| Excerpted text |

When I remove all the lines from the file 20150625163139.xml and keep only these two lines

GI-eSTB-MIB-NPH::eSTBGeneralErrorCode.0 = INTEGER: 0 GI-eSTB-MIB-NPH::eSTBGeneralConnectedState.0 = INTEGER: true(1)

The same code runs fine and generates following xml

<?xml version="1.0"?> <doc> <GI-eSTB-MIB-NPH> <eSTBGeneralErrorCode> <0>INTEGER: 0</0> </eSTBGeneralErrorCode> <eSTBGeneralConnectedState> <0>INTEGER: true(1)</0> </eSTBGeneralConnectedState> </GI-eSTB-MIB-NPH> </doc>
I searched for error: "Code point \u0016 is not a valid character in XML at ./Call_to_snmpwalk.pl line 32" It seems that this error is being generated due to control characters present in the text which are not allowed in xml. So I have two options:

1) Remove these control characters from the file and then print: I have tried this using

perl -pe's/\x08//g' <20150625163139.xml >20150625163139.xml

But this gives error: Bad name after g' at <script_name>.pl line 13.

2) To actually generate an xml (actual .xml file) from code and put the text that is converted in xml into this file and then read it. Do anyone have any suggestions on point 1 or 2?

Replies are listed 'Best First'.
Re: How to remove error: Code point \u0016 is not a valid character in XML
by AnomalousMonk (Archbishop) on Jun 26, 2015 at 01:13 UTC
    ... I have tried this using

    perl -pe's/\x08//g' <20150625163139.xml >20150625163139.xml

    But this gives error: Bad name after g' at <script_name>.pl line 13.

    How are you invoking the above command? A Perl command invoked from the OS command line via the  -e switch should have a "script name" of "-e" and exactly one line. (Well, one line in Windows, anyway — what is your OS?) Also, you are still redirecting I/O to and from the same file at the same time, and this is still a bad idea (see hippo's previous reply).

    An error message like "Code point \u0016 is not a valid character ..." suggests a source file character encoding problem: what is the encoding of 20150625163139.xml? Proper specification of MODE in the
        open FILEHANDLE,MODE,EXPR;
    command (see open) should insure proper reading of any Unicode encoding from its file, but I have no idea if XML::Writer handles Unicode strings properly.

| Problem A |
Revise the forum thread, beginning at the words "When I remove" and stopping after "GI-eSTB-MIB-NPH::eSTBGeneralConnectedState.0 = INTEGER: true(1)", so that "INTEGER" is replaced by "Integer32" throughout that span.
| Problem B |
According to the reply in the forum thread, what "script name" should a Perl command have when it is invoked from the OS command line with the -e switch?
The records after this point have no role in this work.

| Dataset rows |
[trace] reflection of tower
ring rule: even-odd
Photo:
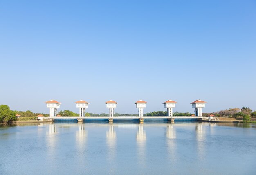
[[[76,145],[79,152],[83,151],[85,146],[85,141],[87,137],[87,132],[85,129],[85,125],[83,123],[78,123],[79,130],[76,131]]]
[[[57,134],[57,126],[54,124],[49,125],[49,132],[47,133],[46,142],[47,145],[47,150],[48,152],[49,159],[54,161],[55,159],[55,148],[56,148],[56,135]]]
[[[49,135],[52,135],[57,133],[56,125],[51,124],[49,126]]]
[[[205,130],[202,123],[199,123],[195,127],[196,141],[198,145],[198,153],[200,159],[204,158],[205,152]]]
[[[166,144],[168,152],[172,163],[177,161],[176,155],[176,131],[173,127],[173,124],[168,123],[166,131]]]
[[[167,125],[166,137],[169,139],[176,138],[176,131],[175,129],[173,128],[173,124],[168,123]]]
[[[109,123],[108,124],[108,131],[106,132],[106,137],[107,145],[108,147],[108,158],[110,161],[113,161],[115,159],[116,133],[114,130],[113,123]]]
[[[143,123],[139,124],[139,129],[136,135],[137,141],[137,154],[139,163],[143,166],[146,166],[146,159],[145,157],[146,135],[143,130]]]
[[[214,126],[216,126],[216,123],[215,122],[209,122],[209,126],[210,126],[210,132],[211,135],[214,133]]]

...

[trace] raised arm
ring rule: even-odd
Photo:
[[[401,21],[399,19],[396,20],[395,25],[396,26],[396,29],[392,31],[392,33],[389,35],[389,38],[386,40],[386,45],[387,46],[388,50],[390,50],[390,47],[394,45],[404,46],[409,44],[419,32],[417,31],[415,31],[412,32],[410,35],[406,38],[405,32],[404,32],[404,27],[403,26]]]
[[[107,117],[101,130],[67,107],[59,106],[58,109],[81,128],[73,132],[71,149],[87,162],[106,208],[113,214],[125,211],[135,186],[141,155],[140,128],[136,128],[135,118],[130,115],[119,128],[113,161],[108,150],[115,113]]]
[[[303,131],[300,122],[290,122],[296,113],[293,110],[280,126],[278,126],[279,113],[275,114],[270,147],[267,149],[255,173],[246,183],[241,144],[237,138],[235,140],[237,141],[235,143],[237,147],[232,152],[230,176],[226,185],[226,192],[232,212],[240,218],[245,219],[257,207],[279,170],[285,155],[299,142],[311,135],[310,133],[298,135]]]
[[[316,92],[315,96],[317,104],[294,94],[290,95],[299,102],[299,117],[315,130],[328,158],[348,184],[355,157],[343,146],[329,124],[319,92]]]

...

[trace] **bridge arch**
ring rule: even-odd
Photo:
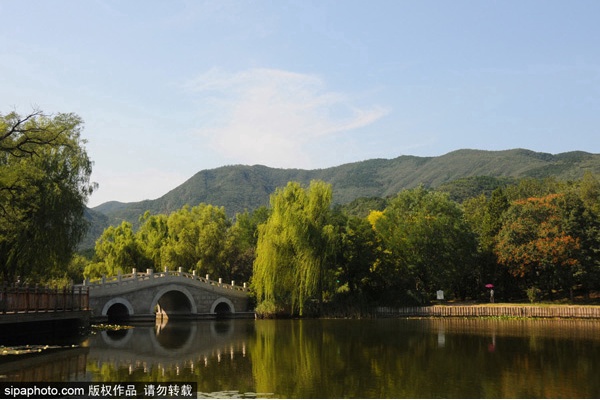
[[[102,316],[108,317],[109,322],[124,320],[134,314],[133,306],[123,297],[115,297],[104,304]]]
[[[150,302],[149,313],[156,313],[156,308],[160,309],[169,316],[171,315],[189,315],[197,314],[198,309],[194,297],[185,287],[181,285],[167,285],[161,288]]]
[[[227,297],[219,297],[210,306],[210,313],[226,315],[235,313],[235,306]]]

| Written solution A |
When I remove all the lines from the file 20150625163139.xml and keep only these two lines

GI-eSTB-MIB-NPH::eSTBGeneralErrorCode.0 = Integer32: 0 GI-eSTB-MIB-NPH::eSTBGeneralConnectedState.0 = Integer32: true(1)

| Written solution B |
It should have a script name of "-e".